▸ **Source passage**:

The general hardware setup can be seen in Fig. 2. Compared to the setup Reichenbach et al. proposed in [13] the accelerator cores are no longer limited to fixed function accelerators. Now programmable soft-core architectures are also possible. Moreover, with our extention their custom MIPS host processor can be replaced by a high-performance ARM ASIC. Our design is the same for all Zynq-based designs from low-cost UltraZed and Ultra96 boards to the high-end Sidewinder-100. On the host side the ARM Cortex A-53 is used for the reasons explained in Sect. 3.1. It dispatches all tasks which need to be accelerated to the Nyuzi vector processor. The connection between these main components is realized with the LibHSA library described in Sect. 3.3. It acts as middleware between host and accelerator to provide a uniform HSA-based interface and communication protocol. The central component is the packet processor which manages all submitted kernels. Since the task dispatch always follows the HSA specifications there is no difference between the instruction sets of different host processors. This means on the software side any programming language with an HSA backend is supported including upcoming, future backends. However, the physical connection on the hardware level differs making adaptions necessary.

▸ **Source material**:
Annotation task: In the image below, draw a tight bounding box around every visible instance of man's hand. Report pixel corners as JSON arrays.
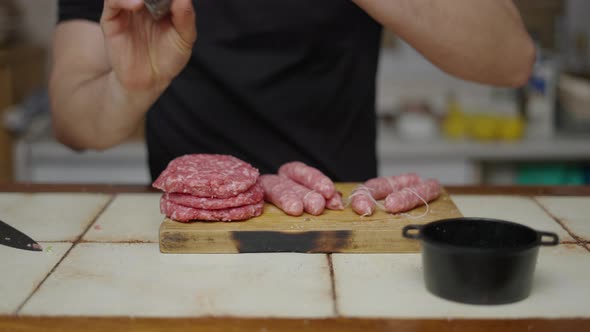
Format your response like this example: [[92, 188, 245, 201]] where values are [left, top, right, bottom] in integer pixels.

▸ **Complete the following**:
- 1) In the hardware setup passage, which library connects the host and the accelerator?
- 2) Name every Zynq-based board that the hardware setup passage mentions.
- 3) Proceed with the hardware setup passage, writing what follows its final sentence.

▸ **Answer set**:
- 1) The LibHSA library.

- 2) UltraZed, Ultra96, Sidewinder-100

- 3)
First, the way to send and receive interrupts differs between the Zynq ARM core and MIPS host processor. While Reichenbach et al.’s custom MIPS has dedicated pins for all needed in- and outgoing interrupts, this had to be changed to GPIO for the ARM processor.

Secondly, in the Zynq system there is only one main DRAM memory region where data is shared and this is accessible with the same addresses from PS an PL. This means in contrast to a x86/PCIe setup the shared virtual memory requirement is trivially satisfied in the Zynq MPSoC system.

Lastly, in an MPSoC system the DRAM is accessed via the Zynq IP core. Here, cache coherency can be established with the integrated CCI-400. This means no additional hardware units or software changes to the packet processor are needed to fulfill this requirement. However, not all accelerators (like Nyuzi) support cache snooping via ACE, such that this property can be relaxed if the specific application doesn’t need it. For that reason, to have both, high-throughput DMA and (one-way) cache coherency, the AXI HPC ports were used to access the DRAM from PL.

On the accelerator side LibHSA uses its own protocol since no requirements are stated in the HSA specification. As explained in [13] accelerator cores can be usually easily adapted with connector components provided by LibHSA. However, the Nyuzi vector processor additionally lacks abilities like system wide memory barriers to make it suitable for shared, heterogeneous processing with other hardware components. Therefore, more adaptions need to made which are explained in the following Sect. 4.2.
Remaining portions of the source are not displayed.